◆ Quesito 1: Riproduci senza alcuna modifica il passo del brano sul processo terapeutico che inizia con "1. La prima" e prosegue fino a "o porvi fine.".
◆ Quesito 2: Secondo il brano sul processo terapeutico, in quale fase il terapeuta ha la responsabilità di decidere se prendere in carico il paziente?
◆ Quesito 3: Continua il brano sul processo terapeutico a partire dal punto in cui termina.

◆ Brano da leggere:
━━━━━━━━━━━━━━━━
La terapia ha vari orientamenti: da un lato l’eliminazione del sintomo stimola il terapeuta ad agire creando una relazione simile a quella di un maestro che incoraggia l’allievo a leggere e a studiare, ma finisce per fargli perdere la forza di prendere l’iniziativa amplificando la sua dipendenza. Dall’altro lato il terapeuta può agire verso l’autonomia per ridare potere al paziente o alla famiglia: in questo non offre sostegno diretto, ma aiuta l’altro ad acquistare forza, a prendere iniziative e ad essere responsabile di sé stesso, anche se al momento non sa come fare e deve sperimentare.

Perfezionare il ruolo di terapeuta richiede una difficile fusione tra la capacità di essere una persona e la capacità di entrare in un ruolo. I pazienti temono che i loro sforzi, i loro insuccessi li sminuiscano agli occhi del terapeuta, temono di essere esposti a umiliazioni o di perdere il controllo di se stessi. D’altra parte a volte l’ego del terapeuta è così sconfinato da fargli credere di essere una vera rivelazione e che la trasmissione della propria conoscenza sia magicamente terapeutica. In realtà nessuna terapia può funzionare finché non siano stati definiti i confini della responsabilità e della libertà di ciascuno di proseguire o meno la terapia e l’impegno reciproco nel processo terapeutico.

Il processo terapeutico può essere suddiviso in varie fasi:

  1. La prima fase dove il terapeuta raccoglie in breve la storia di vita del cliente, le sue aspettative, la sua sofferenza, il senso di fallimento. In questa fase il terapeuta ha la responsabilità di decidere se prendere in carico il paziente oppure no.
  2. La fase centrale del processo che consiste nell’ascolto e nello sviluppo di un’alleanza, il rifiuto di stabilire a priori la durata della terapia, per non creare illusioni.
  3. Poi vi è la fase della completa alleanza in cui si comincia a esplorare presente, passato, futuro Vi saranno momenti di stallo e anche di peggioramento in cui è bene che il terapeuta condivida il proprio senso di fallimento e si confronti con la propria impotenza per poi accettare di portare avanti la terapia o porvi fine.
  4. La conclusione: quando si conclude in un modo soddisfacente il paziente sente maggior libertà creativa e integrazione e spesso vi è un accordo per eventuali alleanze future se necessarie. Quando si conclude con un insuccesso per la troppa dipendenza dalla terapia, o per situazioni di stallo immobilizzanti che diventano vicoli ciechi senza prospettive occorre interrompere perché è come se il processo dell’esaminare diventasse più importante della vita stessa.
━━━━━━━━━━━━━━━━
◆ Materiale fornito:
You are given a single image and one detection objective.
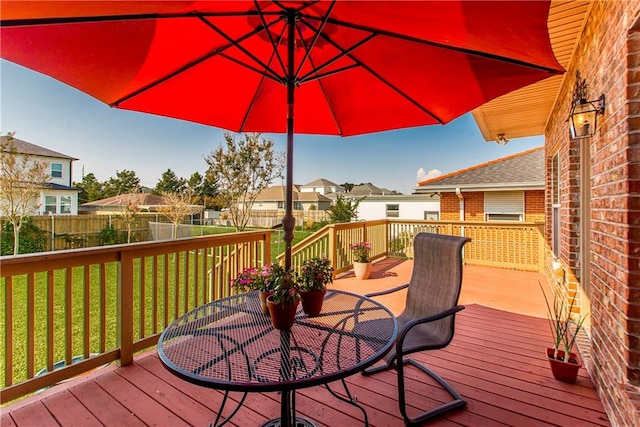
━━━━━━━━━━━━━━━━
◆ Soluzione dell'esercizio 1:
1. La prima fase dove il terapeuta raccoglie in breve la storia di vita del cliente, le sue aspettative, la sua sofferenza, il senso di fallimento. In questa fase il terapeuta ha la responsabilità di decidere se prendere in carico il paziente oppure no.
  2. La fase centrale del processo che consiste nell’ascolto e nello sviluppo di un’alleanza, il rifiuto di stabilire a priori la durata della terapia, per non creare illusioni.
  3. Poi vi è la fase della completa alleanza in cui si comincia a esplorare presente, passato, futuro Vi saranno momenti di stallo e anche di peggioramento in cui è bene che il terapeuta condivida il proprio senso di fallimento e si confronti con la propria impotenza per poi accettare di portare avanti la terapia o porvi fine.

◆ Soluzione dell'esercizio 2: Nella prima fase, quella in cui raccoglie in breve la storia di vita del cliente.

◆ Soluzione dell'esercizio 3:
Chiunque abbia fatto psicoterapia di gruppo sa perfettamente che i contributi verbali di un partecipante sono sempre utili a qualcun altro o, addirittura a tutti. Una buona psicoterapia dovrebbe essere indirizzata non verso il migliore adattamento del paziente, ma verso la sua crescita e il suo senso di potere, in modo che possa servirsene nella vita come meglio crede. Più il professionista riconosce i propri limiti, più imposta la terapia in modo efficace. Più si dedica ad avere una vita soddisfacente in modo da non esaurire il suo tempo nel lavoro, più la terapia avrà un riscontro soddisfacente. Essere terapeuta significa essere una persona che per denaro si offre ad aiutare l’altro a diventare sempre più quello che è. Il terapeuta prima impara ad essere paziente poi impara a fare psicoterapia; questo lo porterà a sapersi mettere in discussione, ad assumere vari ruoli, ad essere empatico, ad evitare di diventare iperprotettivo, ad imparare a separarsi, che a volte è più difficile che stare assieme.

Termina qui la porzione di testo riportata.